## QUÉ HAY QUE HACER
Vuelve a copiar el fragmento sobre el narcotráfico y Venezuela entero, sin cambiarle nada.

## FRAGMENTO PARA LEER
Este giro discursivo, táctico y operativo tiene un significado profundo: transforma determinados crímenes -el narcotráfico, históricamente tratado como asunto policial o penal- en un motivo para el despliegue de la guerra. Esa decisión proyecta una doctrina: la violencia excepcional del Estado contra “enemigos internos o externos” que se presentan como amenazas a la vida de la población norteamericana y a la seguridad de su Estado.

Esa dirección tiene implicaciones geopolíticas de gran alcance. Venezuela, país que ha sido denunciado repetidas veces por la administración estadounidense como un “narcoestado” (o al menos como patrocinador estatal del narcotráfico), se ve inmediatamente apuntada por esa retórica. Al enviar naves de combate estadounidenses hacia su esfera marítima o hacia zonas bajo su influencia, la decisión asume una dimensión de hostilidad que no se había visto en la región desde hace décadas.

Fragmentos de datos de anotación con puntos:
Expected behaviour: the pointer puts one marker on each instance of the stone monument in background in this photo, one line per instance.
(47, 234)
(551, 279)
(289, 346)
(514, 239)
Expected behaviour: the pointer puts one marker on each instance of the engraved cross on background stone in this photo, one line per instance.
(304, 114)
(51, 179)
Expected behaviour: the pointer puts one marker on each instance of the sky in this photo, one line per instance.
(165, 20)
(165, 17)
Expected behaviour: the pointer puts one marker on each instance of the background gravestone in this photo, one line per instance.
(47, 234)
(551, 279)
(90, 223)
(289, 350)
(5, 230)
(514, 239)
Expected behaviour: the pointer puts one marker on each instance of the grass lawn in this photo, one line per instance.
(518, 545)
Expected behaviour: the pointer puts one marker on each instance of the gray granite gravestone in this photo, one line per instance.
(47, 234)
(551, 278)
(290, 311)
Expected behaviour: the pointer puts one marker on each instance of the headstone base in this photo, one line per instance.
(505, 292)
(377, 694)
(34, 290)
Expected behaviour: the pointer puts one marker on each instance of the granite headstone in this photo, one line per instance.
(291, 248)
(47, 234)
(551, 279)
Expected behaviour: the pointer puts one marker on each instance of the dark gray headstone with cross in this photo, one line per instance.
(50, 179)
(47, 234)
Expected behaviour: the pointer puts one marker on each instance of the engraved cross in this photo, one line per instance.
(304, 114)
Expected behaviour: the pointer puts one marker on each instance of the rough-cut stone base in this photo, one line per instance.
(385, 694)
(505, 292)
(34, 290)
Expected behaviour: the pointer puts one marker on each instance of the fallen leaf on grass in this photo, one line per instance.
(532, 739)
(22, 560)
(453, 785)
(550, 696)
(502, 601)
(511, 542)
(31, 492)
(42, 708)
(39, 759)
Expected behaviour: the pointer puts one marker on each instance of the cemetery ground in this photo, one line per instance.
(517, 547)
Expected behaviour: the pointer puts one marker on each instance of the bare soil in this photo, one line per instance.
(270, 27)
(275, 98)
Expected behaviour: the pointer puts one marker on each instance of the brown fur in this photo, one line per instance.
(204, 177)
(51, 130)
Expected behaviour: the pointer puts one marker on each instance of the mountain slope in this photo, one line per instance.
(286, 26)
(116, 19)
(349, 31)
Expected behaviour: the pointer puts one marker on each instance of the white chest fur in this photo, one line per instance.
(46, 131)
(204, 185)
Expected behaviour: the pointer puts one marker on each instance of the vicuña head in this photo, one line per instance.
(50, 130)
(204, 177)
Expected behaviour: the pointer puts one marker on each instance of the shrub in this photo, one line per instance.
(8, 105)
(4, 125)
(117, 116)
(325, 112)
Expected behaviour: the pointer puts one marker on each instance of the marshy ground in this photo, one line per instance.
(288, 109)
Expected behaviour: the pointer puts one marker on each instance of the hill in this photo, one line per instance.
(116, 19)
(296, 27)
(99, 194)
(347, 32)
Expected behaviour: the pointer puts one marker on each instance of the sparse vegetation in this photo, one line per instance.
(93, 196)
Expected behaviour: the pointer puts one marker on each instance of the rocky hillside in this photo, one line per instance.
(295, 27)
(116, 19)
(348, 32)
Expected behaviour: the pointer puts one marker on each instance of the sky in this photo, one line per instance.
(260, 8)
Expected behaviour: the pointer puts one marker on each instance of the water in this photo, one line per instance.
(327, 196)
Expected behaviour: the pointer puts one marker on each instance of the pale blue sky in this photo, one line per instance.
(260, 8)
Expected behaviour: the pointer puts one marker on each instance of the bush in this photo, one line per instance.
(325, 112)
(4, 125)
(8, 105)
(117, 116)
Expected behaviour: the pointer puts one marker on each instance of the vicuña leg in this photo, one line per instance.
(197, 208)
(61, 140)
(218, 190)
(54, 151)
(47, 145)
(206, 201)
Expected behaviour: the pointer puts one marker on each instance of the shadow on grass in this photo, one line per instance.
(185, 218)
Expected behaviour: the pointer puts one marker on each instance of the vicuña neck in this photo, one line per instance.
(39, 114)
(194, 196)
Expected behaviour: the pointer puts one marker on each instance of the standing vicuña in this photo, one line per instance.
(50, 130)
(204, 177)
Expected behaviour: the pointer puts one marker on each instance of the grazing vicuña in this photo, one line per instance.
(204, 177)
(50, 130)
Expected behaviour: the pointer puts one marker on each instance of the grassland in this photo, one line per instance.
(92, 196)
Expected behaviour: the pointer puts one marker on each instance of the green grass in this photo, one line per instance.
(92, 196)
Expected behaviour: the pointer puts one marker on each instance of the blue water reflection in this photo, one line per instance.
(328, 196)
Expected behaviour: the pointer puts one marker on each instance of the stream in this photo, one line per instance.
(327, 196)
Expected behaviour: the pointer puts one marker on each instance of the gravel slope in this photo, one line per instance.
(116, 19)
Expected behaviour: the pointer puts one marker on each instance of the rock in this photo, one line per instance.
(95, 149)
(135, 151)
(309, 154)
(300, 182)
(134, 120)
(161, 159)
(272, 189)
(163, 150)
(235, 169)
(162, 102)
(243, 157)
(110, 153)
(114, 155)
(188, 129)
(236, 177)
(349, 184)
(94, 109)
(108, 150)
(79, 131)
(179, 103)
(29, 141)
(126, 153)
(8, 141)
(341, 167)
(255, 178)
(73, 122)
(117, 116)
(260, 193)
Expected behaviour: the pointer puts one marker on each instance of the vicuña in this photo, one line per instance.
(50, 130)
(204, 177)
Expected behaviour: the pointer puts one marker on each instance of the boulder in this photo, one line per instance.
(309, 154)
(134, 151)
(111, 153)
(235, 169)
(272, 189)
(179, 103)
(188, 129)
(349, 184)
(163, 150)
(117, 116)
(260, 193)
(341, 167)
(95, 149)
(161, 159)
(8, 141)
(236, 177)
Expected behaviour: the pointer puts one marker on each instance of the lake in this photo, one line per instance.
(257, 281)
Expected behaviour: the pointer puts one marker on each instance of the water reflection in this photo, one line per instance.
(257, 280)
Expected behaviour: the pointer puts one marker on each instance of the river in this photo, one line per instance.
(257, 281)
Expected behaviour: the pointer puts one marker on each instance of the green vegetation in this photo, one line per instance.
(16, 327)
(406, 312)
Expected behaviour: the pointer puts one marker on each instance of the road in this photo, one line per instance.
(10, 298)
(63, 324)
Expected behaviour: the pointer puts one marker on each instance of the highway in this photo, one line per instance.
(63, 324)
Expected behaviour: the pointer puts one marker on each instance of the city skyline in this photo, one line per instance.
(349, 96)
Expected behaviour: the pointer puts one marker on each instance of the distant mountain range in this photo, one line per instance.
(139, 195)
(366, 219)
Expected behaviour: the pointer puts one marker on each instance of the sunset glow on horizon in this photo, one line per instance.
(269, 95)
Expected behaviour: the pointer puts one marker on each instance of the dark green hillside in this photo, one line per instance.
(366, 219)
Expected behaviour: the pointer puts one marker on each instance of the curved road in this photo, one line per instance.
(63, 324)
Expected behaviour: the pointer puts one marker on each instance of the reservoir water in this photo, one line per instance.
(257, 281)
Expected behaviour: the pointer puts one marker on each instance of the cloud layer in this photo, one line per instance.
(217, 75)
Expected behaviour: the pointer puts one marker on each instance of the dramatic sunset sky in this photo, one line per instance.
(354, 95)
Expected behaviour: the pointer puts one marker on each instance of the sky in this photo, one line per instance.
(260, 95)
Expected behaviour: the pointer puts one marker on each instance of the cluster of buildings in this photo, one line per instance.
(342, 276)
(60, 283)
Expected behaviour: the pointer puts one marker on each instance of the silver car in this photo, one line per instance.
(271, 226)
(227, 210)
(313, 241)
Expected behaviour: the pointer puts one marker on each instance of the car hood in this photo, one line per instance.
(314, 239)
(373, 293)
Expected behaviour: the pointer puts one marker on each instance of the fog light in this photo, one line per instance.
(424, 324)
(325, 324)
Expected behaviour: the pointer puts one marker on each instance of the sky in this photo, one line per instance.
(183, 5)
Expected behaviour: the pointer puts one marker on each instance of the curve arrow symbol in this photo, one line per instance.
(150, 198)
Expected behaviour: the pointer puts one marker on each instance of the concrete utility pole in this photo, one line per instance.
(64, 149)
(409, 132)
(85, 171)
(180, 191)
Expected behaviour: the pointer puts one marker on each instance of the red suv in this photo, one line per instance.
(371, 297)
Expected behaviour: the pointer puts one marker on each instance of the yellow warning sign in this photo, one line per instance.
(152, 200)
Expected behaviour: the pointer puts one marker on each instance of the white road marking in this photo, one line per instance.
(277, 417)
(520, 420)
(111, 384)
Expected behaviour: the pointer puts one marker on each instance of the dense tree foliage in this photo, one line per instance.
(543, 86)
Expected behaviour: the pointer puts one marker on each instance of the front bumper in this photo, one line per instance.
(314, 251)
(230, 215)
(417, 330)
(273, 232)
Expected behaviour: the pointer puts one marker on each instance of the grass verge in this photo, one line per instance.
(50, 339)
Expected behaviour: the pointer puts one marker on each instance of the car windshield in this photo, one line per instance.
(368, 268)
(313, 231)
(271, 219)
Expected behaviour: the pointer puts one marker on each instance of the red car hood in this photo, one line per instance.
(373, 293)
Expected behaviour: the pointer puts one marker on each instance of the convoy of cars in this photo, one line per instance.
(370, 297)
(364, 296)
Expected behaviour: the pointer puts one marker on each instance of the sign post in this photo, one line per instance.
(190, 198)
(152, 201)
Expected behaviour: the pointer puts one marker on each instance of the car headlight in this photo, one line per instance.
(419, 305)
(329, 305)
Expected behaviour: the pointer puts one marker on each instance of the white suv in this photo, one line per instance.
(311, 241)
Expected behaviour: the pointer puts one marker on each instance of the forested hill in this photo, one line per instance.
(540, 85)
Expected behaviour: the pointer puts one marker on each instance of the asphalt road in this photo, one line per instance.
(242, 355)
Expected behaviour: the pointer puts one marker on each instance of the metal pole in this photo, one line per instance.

## RESULTADO
Este giro discursivo, táctico y operativo tiene un significado profundo: transforma determinados crímenes -el narcotráfico, históricamente tratado como asunto policial o penal- en un motivo para el despliegue de la guerra. Esa decisión proyecta una doctrina: la violencia excepcional del Estado contra “enemigos internos o externos” que se presentan como amenazas a la vida de la población norteamericana y a la seguridad de su Estado.

Esa dirección tiene implicaciones geopolíticas de gran alcance. Venezuela, país que ha sido denunciado repetidas veces por la administración estadounidense como un “narcoestado” (o al menos como patrocinador estatal del narcotráfico), se ve inmediatamente apuntada por esa retórica. Al enviar naves de combate estadounidenses hacia su esfera marítima o hacia zonas bajo su influencia, la decisión asume una dimensión de hostilidad que no se había visto en la región desde hace décadas.